Your task:
Resume the forum thread on who should shape AGI's values, and write its next passage after the final sentence shown.

------ Excerpt ------

Currently, AGI is mostly being developed by human engineers and scientists within human social systems. [...] There are far fewer literature professors, historians, anthropologists, creatives, social workers, landscape design architects, restaurant workers, farmers, etc., who are intimately involved in creating AGI. This isn’t surprising or illogical, but if AI is likely to be useful to “everyone” in some way (à la radio, computers), then “everyone” probably needs to be involved.
This concern seems somewhat misdirected.
There weren’t a lot of landscape design architects or farmers involved in the development of radio or computers. It was done by engineers, product managers, technology hobbyists, research scientists, logicians, etc.; along with economic demand from commerce, military, and other users capable of specifying their needs and paying the engineers etc. to do it.
Were landscape architects excluded from developing radio? Did anyone prevent farmers from developing computers? No, they were just busy doing landscape design and farming. Eventually someone built computer systems for architects and farmers to use to get more architecting and farming done.
And then the product managers and sales people made sure that they charged the architects and farmers a butt-ton of money. Downstream of that is why both the farmers and the open-source folks have a problem with John Deere’s licensing and enforcement practices; and the architects ain’t particularly thrilled by Autodesk’s behavior either.
This is an important point that I needed to be much clearer about—thank you. I’ll try to be more explicit:
First, AGI is not the same as tech historically, where you’re making tools and solving for PMF. AGI is distinct, and my radio/computers analogy muddled this point. Radios didn’t inherit the worldviews of Marconi etc., transistors didn’t generalize the moral intuitions of the Bell Labs engineers. Basically, these tools weren’t absorbing and learning values, so where they solved for PMF, AGI is solving for alignment. AGI learns behavioral priors directly from human judgments (RLHF, reward modeling, etc.) and internalizes/represents the structures of the data and norms it’s trained on. It forms generalizations about concepts like “harm” or “helpfulness” or “fairness” and so forth from those inputs and scales and deploys those generalizations to users, domains, cultures that are way beyond those of its creators’.
So the early value inputs (who provides them, what perspectives the represent, what blind spots they have, etc.) aren’t incidental. And when they become the systems’ default behavior it could be pretty hard to unwind or reshape later for better “PMF”/alignment to new demographics. So absolutely, by using a list of professions to make this point, I definitely minimized the issue and made it feel like a capitalistic / labor force-oriented problem. My deeper point is that there are a lot of people who don’t share Silicon Valley’s belief systems and cultural norms who will be pretty significantly impacted by alignment decisions in AGI.
Diversification really matters because of this. But it’s not at all about having a bunch of farmers learn to code and build transformers—that’s silly. It’s about preventing value lock-in from a narrow slice of people involved in the early decision-making process about what actually matters in alignment.

------ Listed records ------

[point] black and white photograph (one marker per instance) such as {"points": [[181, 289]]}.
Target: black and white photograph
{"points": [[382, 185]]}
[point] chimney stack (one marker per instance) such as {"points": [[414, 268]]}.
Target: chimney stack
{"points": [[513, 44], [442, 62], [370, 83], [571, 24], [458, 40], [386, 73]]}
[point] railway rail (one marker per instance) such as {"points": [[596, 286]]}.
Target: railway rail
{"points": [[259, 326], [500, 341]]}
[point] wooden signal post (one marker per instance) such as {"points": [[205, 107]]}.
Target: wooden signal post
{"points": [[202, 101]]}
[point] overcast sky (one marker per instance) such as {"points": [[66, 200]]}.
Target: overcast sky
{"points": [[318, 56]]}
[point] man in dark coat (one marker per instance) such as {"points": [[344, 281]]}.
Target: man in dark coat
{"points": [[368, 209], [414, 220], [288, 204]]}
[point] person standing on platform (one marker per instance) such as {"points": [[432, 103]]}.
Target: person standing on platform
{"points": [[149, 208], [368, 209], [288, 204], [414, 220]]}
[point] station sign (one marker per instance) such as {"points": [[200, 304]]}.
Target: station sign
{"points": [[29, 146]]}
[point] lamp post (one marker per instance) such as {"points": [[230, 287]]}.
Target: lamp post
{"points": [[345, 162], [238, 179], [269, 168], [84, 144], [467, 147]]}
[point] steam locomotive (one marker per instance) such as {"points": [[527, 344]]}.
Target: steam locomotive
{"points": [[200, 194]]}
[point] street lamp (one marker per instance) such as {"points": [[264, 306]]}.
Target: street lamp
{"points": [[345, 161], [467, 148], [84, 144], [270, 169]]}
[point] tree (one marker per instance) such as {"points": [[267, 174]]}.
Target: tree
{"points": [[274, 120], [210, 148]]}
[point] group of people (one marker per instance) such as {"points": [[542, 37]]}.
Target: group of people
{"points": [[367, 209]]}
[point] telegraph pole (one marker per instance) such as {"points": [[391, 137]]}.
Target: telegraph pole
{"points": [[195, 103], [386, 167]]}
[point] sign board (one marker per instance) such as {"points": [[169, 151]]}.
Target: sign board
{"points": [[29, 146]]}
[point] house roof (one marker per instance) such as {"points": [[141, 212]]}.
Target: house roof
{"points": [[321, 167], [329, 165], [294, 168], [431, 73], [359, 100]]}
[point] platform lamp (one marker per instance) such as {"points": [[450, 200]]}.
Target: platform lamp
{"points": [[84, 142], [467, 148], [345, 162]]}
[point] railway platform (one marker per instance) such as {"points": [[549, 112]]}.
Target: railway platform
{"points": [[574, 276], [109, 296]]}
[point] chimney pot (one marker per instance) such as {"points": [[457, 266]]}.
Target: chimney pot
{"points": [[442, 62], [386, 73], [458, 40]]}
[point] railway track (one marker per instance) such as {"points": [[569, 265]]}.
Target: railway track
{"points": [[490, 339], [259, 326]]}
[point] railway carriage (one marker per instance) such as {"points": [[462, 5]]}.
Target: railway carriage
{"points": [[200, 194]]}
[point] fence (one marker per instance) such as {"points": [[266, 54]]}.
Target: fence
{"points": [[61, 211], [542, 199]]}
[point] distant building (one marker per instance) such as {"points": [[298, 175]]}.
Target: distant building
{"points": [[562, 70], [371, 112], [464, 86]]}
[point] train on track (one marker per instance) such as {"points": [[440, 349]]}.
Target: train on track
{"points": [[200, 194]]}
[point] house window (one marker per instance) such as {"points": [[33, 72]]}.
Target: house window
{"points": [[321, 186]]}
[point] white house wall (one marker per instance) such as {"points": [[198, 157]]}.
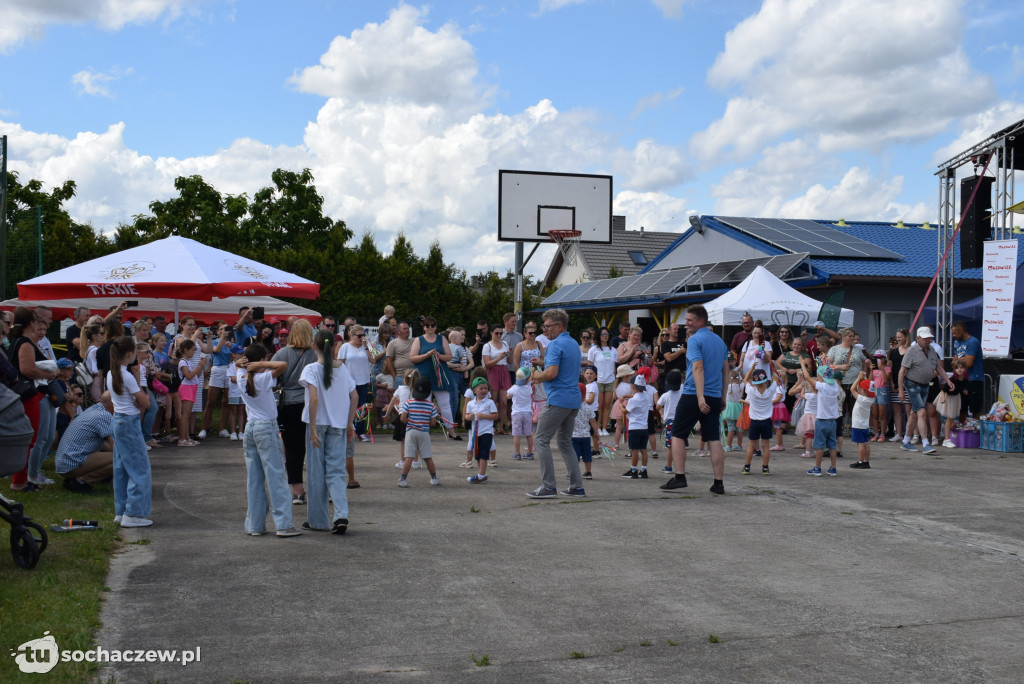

------

Expected answer:
Currently, alignment (in the US) involves small RLHF annotator groups, safety team preferences from a concentrated selection of tech hubs, SV product-grounded assumptions about what “harm” means and what’s an “acceptable risk” or “good behavior”… Engineers are highly educated and often decently wealthy, with their own cultural norms and value systems of what matters (i.e., what’s “good” or “cool” or “interesting” and what’s not). This isn’t a bad thing, and this is absolutely not a criticism of engineers and how important their perspectives are in shaping AGI! My point is just that they only represent a part of the full distribution that would ideally be reflected in AGI alignment—not bad just narrow.
It’s not just about fairness or optics either, it’s a direct safety issue as well as a limitation to actually achieving AGI. The people currently building these systems have blind spots, possibly brittle, monoculture assumptions, etc., whereas broader representation would help mitigate those risks and catch unanticipated failure modes when the system interacts with radically different human contexts downstream. That’s where I was pointing to the historical precedents… i.e., medicine built around male physiology = persistent harm to women.
And I totally agree with you that capitalism for sure plays a big role here, and aligning to “number go up” is a real risk. It’s the context in which AGI is being built. That’s part of the problem but not the whole problem. Even if we removed capitalism entirely, you’d still have the safety issue and potentially brittle systems due to narrow input distributions (in terms of the broader, system-level decisions and assumptions). And the context AGI is being built in is actually part of my point too. Today, it’s being built within a context driven by capitalistic forces. But don’t we want AGI alignment that isn’t constrained to working in only one type of socioeconomic system, that could adapt to regime changes in a positive and non-scary way?
So to me it’s an “and”—we should examine and worry about alignment in terms of context (capitalism) and in terms of who decides what matters.
I strongly suspect that representation is achieved by pretraining the systems on large datasets including nearly all worldviews that weren’t filtered away by the data selection teams. Issues like the incident with Gemini putting Black people everywhere or Sonnet 4.5′s fiction making both couples gay are likely to originate in the pro-diversity bias of SOTA labs and Western training data. For comparison, earlier versions of DeepSeek would align with the language’s political views (e.g., when asked in Russian without the web search, they would call the Russian invasion SVO or agree with Russia’s anti-drug stance). Later versions have arguably learned to take West-originated scientific results as granted.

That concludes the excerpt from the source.